The daughter of sea captain Robert Baillie of Mayfield, she married Robert Cumming of Logie, Moray in 1799. She had a sister named Maria (Grace) and her mother was May Reid. She was a granddaughter of Anna Cunninghame and John Reid, second son of the minister of the parish, their daughter being her mother. Through her mother she was related to Sir Robert Cunninghame of Auchenharvie.

In 1799 Lesley married Robert Cumming of Logie, Morayshire. Lesley had six children of whom four sons died on army service in India. Her husband predeceased her by a good many years. Her character was much esteemed for her benevolence of character, kindness of disposition and agreeable manners.

Mayville House in Schoolwell Street is described as an "exceptionally attractive and delightful little mansion", built around 1720 for Robert Baillie and named for his wife, May Reid. The property became part of the Kerelaw Estate until sold by Mr James Campbell, a Saltcoats lawyer, in 1914. A Coal Merchant, John Alexander of Stevenston. It has pediments with urns and a sundial dated 1773.

************

TASK LIST:
A. Read statements (i)–(iii) and decide whether each agrees with the text about Lesley Baillie. For each, answer yes or no and quote the words of the text that decide it.
(i) Lesley married Robert Cumming of Logie in 1799.
(ii) Lesley's husband outlived her.
(iii) The sundial at Mayville House is dated 1720.
B. According to the text about Lesley Baillie, whom was Mayville House named for?

************

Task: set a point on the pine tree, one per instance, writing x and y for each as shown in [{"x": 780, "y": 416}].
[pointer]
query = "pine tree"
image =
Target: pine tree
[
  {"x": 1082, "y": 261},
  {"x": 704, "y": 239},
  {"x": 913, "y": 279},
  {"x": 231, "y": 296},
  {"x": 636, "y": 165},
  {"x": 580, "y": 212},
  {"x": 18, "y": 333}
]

************

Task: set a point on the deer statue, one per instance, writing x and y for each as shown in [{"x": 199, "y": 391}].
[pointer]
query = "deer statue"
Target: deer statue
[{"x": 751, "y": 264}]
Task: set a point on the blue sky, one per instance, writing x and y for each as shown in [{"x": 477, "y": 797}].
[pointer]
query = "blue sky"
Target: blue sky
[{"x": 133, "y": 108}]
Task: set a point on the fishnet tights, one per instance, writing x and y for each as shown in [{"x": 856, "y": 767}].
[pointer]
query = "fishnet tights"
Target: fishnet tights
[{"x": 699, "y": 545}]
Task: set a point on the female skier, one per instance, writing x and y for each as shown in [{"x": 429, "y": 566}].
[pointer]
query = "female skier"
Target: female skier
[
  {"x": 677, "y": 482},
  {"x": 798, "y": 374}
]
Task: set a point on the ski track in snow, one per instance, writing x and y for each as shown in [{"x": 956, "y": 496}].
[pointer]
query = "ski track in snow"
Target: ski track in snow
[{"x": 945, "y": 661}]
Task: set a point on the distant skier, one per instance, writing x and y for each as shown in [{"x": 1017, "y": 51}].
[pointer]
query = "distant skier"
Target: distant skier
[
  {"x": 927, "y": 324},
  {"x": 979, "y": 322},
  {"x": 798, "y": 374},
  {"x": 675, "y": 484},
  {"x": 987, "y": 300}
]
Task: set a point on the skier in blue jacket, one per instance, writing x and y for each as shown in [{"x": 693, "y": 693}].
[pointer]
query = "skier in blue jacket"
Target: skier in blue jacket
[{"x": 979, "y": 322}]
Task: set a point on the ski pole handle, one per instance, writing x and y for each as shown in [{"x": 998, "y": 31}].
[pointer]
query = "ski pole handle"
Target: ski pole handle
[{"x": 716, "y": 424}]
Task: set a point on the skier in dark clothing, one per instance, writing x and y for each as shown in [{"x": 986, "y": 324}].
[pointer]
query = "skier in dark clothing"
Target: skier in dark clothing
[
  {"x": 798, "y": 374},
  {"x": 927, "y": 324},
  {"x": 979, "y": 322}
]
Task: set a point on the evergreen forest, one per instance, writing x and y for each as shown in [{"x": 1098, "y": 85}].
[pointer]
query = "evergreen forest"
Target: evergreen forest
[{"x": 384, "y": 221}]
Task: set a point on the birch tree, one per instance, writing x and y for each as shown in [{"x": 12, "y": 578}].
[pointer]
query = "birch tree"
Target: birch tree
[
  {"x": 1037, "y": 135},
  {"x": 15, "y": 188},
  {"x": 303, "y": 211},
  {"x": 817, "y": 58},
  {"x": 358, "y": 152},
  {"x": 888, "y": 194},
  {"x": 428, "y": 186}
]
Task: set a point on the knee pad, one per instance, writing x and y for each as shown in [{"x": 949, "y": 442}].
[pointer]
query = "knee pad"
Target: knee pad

************

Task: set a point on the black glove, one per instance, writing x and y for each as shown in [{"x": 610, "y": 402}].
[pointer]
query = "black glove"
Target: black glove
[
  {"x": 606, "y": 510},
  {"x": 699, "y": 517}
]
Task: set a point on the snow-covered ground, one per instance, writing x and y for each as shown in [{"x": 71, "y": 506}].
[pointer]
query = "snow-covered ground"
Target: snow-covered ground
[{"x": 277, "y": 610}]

************

PER-TASK OUTPUTS:
A.
(i) Yes: "In 1799 Lesley married Robert Cumming of Logie, Morayshire."
(ii) No: "Her husband predeceased her by a good many years."
(iii) No: "a sundial dated 1773."

B. It was named for Robert Baillie's wife, May Reid.